(Text shown begins)
In Van Duzer’s AVA application, petitioners argued that the region’s wind speed increased “the levels of phenolic compounds in the fruit”, which “contribute to the taste, aroma and mouthfeel of wines”. The region’s windy clime does indeed have a profound influence on the resulting wine, say winemakers who work with vineyards all over the Willamette Valley.

“We work with a handful of vineyards influenced by Van Duzer corridor,” says Andy McVay, winemaker at Dobbes Family Estate, which sources grapes from the Willamette Valley, Rogue Valley and several other regions in Oregon. “Most of the Willamette Valley has winds of about five miles per hour, whereas in the Van Duzer corridor, the wind is often 10-15 miles per hour. The grapes that grow in these vineyards, where it is consistently cooler and the ripening season is longer, often up to 10 days longer, the grapes produce wines with higher acid, higher tannin and lower alcohol levels. This has been especially helpful in recent, warmer years like 2015 and 2016, because we are able to pursue the cool climate styles with the vineyards in Van Duzer.”
(Text shown ends)
→ **Problem description**: Summarize the passage about Van Duzer winds in two sentences. Rely only on the passage about Van Duzer winds.
(Information provided begins)
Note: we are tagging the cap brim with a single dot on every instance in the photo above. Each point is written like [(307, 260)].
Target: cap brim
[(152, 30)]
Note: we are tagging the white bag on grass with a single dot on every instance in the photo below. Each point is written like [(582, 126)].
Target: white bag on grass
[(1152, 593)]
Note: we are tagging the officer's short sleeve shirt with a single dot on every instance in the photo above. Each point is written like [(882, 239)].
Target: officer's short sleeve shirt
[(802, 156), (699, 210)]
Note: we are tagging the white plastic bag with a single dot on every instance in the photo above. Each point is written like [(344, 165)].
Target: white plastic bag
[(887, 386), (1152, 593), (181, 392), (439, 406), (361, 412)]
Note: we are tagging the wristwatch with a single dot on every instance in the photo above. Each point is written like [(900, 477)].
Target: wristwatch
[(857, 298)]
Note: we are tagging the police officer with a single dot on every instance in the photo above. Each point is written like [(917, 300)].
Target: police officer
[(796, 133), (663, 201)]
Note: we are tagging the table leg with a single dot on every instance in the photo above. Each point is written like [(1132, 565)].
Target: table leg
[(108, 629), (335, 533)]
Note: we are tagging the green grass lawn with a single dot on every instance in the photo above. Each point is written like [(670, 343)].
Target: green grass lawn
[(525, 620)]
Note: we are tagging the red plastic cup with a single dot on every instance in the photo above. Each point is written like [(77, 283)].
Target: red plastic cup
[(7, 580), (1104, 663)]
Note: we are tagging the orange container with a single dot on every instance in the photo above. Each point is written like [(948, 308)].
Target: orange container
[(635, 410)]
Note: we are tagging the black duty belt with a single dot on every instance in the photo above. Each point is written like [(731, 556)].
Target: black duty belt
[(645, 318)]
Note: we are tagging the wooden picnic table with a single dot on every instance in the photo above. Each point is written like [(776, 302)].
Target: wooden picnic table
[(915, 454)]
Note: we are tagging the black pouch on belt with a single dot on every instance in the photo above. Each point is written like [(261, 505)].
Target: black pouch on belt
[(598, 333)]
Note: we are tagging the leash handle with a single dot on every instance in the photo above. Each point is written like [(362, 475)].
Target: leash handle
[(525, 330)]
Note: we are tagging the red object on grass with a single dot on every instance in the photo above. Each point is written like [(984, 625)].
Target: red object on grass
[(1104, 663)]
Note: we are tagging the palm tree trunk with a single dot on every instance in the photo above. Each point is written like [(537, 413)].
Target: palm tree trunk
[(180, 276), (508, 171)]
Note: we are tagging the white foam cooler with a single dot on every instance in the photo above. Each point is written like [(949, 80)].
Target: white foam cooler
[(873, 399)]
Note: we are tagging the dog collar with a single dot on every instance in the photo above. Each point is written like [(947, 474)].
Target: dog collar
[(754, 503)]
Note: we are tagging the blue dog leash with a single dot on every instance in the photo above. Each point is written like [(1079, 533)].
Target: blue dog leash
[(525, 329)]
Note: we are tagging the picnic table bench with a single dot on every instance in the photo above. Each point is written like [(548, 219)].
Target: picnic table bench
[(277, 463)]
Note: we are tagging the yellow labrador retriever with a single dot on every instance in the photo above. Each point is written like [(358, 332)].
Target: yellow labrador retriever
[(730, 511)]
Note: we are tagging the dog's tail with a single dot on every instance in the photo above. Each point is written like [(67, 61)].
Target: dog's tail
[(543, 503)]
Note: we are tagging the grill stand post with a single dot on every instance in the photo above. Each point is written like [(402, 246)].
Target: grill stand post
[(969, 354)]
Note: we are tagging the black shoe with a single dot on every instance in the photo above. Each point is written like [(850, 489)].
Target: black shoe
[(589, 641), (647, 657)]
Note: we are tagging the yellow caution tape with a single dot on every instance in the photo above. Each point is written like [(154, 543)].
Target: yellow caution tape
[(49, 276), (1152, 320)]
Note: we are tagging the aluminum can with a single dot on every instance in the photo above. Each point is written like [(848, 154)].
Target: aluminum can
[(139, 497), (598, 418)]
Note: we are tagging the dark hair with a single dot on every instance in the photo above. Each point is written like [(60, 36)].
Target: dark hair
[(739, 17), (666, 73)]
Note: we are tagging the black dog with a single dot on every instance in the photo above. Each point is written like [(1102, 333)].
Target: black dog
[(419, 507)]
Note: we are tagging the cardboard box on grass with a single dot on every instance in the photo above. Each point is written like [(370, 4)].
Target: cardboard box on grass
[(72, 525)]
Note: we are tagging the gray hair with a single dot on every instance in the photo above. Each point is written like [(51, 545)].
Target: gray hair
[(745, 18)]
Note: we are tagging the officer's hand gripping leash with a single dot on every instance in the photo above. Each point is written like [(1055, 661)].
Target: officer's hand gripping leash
(Information provided ends)
→ **Answer area**: Petitioners for the Van Duzer AVA argued that the region's wind raises phenolic compounds in the fruit, which contribute to a wine's taste, aroma and mouthfeel, and winemakers across the Willamette Valley say the windy climate does profoundly influence the wine. Andy McVay of Dobbes Family Estate says winds in the corridor often reach 10-15 miles per hour and that the cooler, longer ripening season there gives wines with higher acid, higher tannin and lower alcohol, which helped in warm years like 2015 and 2016.